**Exercise:** Find the line containing "Wildlife-count tagging: point out every instance of the flower". Retype it and every line after it through the end of the entries, exactly as written, with nothing added.

**Supplied information:**
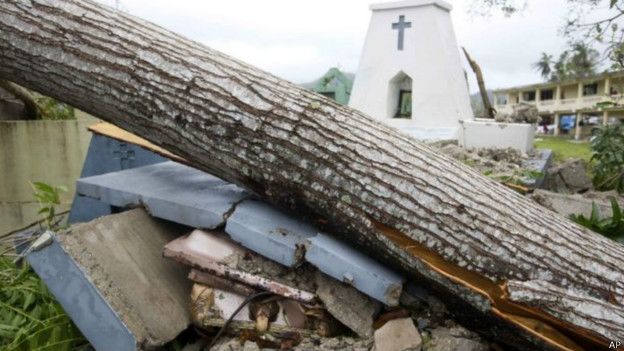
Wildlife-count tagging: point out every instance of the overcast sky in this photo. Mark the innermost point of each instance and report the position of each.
(300, 40)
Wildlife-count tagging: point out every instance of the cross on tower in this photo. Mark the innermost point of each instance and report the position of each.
(401, 25)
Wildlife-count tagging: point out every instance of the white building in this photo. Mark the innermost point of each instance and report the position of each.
(573, 106)
(410, 73)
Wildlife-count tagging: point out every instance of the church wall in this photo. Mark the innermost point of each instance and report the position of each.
(430, 56)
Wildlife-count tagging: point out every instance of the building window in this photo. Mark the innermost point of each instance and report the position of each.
(546, 94)
(528, 96)
(590, 89)
(399, 101)
(405, 104)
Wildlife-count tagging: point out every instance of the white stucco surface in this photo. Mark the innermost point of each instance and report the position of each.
(481, 133)
(431, 59)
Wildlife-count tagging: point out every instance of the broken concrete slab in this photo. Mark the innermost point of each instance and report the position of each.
(346, 304)
(168, 190)
(103, 273)
(398, 335)
(107, 155)
(216, 253)
(214, 281)
(80, 299)
(455, 338)
(341, 261)
(269, 232)
(184, 195)
(569, 177)
(538, 163)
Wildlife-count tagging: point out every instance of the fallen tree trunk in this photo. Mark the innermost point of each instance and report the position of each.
(519, 272)
(30, 105)
(485, 99)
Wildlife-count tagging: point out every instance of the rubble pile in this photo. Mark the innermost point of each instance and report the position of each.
(493, 162)
(134, 274)
(572, 176)
(304, 309)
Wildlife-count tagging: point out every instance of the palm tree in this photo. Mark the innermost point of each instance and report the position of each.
(583, 60)
(543, 66)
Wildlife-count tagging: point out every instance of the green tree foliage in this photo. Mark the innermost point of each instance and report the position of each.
(579, 61)
(607, 146)
(30, 316)
(51, 109)
(588, 23)
(611, 227)
(48, 197)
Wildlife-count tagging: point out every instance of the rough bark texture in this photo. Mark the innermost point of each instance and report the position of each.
(30, 105)
(468, 236)
(487, 106)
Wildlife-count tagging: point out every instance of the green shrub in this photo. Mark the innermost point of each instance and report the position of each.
(30, 317)
(611, 227)
(607, 146)
(51, 109)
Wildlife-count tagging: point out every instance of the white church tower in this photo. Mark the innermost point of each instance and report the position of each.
(410, 74)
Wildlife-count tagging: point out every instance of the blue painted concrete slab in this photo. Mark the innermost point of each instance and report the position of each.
(80, 299)
(269, 232)
(341, 261)
(107, 155)
(169, 191)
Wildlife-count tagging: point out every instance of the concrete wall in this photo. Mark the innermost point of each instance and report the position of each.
(46, 151)
(430, 57)
(487, 134)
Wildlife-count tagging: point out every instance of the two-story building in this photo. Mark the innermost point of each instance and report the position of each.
(570, 105)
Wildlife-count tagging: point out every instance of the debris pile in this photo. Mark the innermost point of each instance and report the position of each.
(569, 177)
(497, 163)
(252, 278)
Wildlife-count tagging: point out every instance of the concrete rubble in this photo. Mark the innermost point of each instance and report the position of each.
(504, 164)
(569, 177)
(398, 335)
(206, 258)
(568, 204)
(111, 279)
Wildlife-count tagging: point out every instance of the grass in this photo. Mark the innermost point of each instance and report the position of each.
(564, 148)
(30, 317)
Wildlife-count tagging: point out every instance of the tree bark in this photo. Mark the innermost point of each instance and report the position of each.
(487, 106)
(30, 105)
(517, 270)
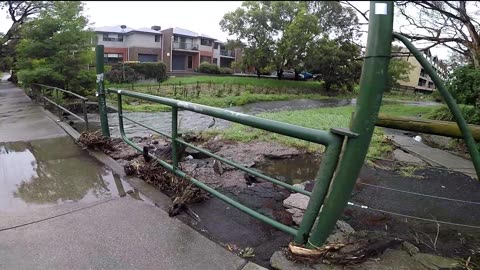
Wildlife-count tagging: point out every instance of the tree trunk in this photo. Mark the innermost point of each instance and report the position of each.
(280, 73)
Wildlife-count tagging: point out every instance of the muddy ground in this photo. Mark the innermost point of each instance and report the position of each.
(235, 230)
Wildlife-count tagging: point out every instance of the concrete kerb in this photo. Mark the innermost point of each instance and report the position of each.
(160, 200)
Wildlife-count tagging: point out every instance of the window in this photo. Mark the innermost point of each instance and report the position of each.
(112, 37)
(111, 58)
(205, 59)
(206, 42)
(190, 61)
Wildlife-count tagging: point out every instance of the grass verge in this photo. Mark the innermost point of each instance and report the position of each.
(323, 119)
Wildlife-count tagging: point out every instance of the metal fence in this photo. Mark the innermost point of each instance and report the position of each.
(346, 149)
(46, 93)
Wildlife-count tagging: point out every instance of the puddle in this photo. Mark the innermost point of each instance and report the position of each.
(53, 171)
(294, 170)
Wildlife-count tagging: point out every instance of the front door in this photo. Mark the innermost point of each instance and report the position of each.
(178, 62)
(190, 62)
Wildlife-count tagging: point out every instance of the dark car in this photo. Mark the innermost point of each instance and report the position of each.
(307, 75)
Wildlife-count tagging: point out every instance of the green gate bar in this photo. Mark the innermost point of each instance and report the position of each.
(102, 103)
(452, 105)
(372, 85)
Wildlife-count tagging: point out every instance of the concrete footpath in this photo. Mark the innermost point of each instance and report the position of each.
(61, 209)
(434, 156)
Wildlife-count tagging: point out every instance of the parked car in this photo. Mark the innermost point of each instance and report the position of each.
(307, 75)
(290, 74)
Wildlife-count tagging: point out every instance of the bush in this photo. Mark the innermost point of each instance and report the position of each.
(136, 71)
(208, 68)
(465, 85)
(470, 113)
(226, 71)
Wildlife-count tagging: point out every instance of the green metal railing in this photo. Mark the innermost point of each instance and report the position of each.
(332, 140)
(42, 95)
(346, 149)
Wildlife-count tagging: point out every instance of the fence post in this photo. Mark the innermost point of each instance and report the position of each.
(85, 117)
(102, 105)
(372, 84)
(174, 138)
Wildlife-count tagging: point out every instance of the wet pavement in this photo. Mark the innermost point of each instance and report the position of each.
(61, 209)
(49, 172)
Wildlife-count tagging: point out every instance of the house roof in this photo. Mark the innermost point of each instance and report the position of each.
(184, 32)
(206, 36)
(127, 30)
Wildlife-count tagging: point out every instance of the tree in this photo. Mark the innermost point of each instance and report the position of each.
(56, 48)
(334, 62)
(464, 85)
(288, 28)
(449, 23)
(19, 12)
(398, 69)
(251, 26)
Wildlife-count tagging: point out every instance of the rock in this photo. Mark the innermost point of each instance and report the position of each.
(410, 248)
(296, 200)
(195, 154)
(402, 156)
(434, 262)
(280, 262)
(301, 185)
(297, 215)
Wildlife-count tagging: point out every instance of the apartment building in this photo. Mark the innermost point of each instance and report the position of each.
(180, 49)
(418, 79)
(123, 43)
(184, 50)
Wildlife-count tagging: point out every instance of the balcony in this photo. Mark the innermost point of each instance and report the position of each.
(227, 53)
(185, 46)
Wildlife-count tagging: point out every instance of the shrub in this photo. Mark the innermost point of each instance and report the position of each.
(206, 67)
(136, 71)
(226, 71)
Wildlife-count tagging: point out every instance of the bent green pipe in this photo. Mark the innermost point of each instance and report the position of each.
(451, 103)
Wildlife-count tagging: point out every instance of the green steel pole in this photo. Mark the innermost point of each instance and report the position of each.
(102, 105)
(372, 85)
(322, 182)
(174, 138)
(451, 103)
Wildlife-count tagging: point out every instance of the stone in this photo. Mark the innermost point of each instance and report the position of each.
(253, 266)
(410, 248)
(279, 261)
(434, 262)
(402, 156)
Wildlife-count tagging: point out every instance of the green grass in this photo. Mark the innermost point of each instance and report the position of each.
(232, 80)
(323, 119)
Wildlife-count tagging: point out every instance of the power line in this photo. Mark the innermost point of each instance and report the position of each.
(419, 194)
(412, 217)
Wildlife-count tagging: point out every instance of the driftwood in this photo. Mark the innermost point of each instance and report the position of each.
(435, 127)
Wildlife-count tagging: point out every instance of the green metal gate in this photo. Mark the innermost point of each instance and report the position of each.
(345, 148)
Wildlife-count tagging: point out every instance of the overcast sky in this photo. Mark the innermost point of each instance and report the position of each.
(200, 17)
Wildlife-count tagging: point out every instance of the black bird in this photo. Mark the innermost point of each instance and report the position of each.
(212, 123)
(145, 154)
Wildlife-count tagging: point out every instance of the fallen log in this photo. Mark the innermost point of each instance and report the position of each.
(435, 127)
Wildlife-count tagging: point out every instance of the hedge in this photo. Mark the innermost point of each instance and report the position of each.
(136, 71)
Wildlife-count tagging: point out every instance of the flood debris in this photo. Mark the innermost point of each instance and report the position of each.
(179, 189)
(95, 141)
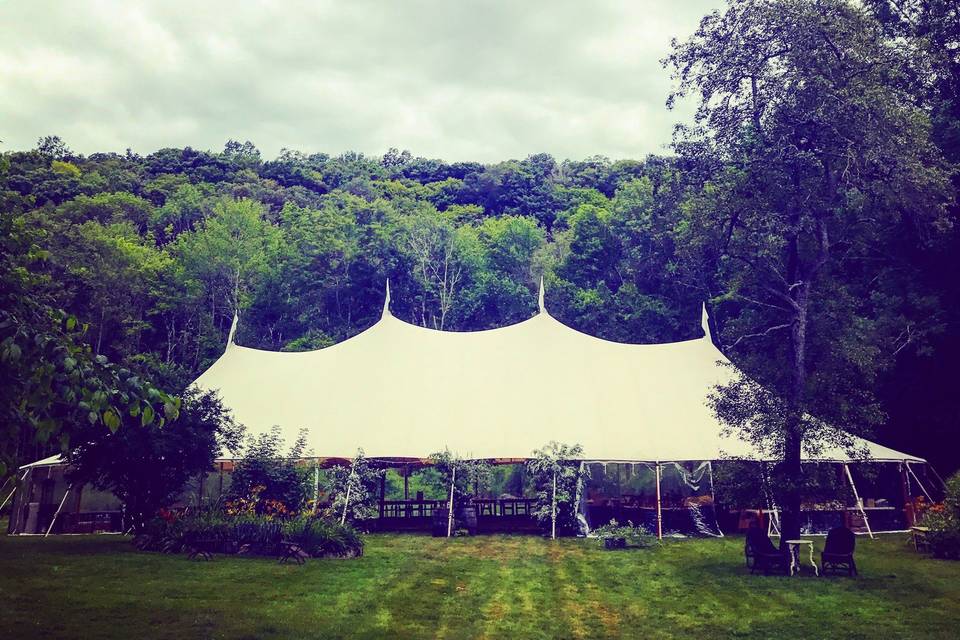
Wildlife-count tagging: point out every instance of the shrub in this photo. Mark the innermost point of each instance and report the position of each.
(943, 520)
(323, 537)
(267, 480)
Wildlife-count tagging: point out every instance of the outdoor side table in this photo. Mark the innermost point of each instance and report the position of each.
(794, 547)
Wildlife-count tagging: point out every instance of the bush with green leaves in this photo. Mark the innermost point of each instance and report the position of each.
(266, 477)
(469, 477)
(633, 535)
(557, 472)
(223, 533)
(323, 537)
(943, 522)
(147, 466)
(355, 490)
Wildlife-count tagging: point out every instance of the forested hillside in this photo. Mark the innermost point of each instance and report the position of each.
(157, 252)
(154, 254)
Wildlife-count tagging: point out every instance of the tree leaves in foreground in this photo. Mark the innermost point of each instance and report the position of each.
(148, 465)
(53, 385)
(825, 181)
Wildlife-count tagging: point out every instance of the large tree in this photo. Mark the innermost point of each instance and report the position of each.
(821, 172)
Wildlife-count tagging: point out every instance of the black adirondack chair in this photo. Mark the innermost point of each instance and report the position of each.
(761, 555)
(837, 553)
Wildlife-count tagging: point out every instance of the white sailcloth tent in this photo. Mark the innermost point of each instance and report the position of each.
(402, 392)
(398, 390)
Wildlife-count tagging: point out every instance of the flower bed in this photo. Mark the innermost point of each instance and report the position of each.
(211, 531)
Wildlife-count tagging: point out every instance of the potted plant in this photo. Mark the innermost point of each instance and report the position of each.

**Task output:**
Wildlife-count tagging: point out every instance of the flower bed in this photo. Mark the innermost point of each instance and report the position of each.
(211, 531)
Wildlife-count tagging: point out every instance of the potted plant in this photo. Mark the innermost point of each instance and report the position of each.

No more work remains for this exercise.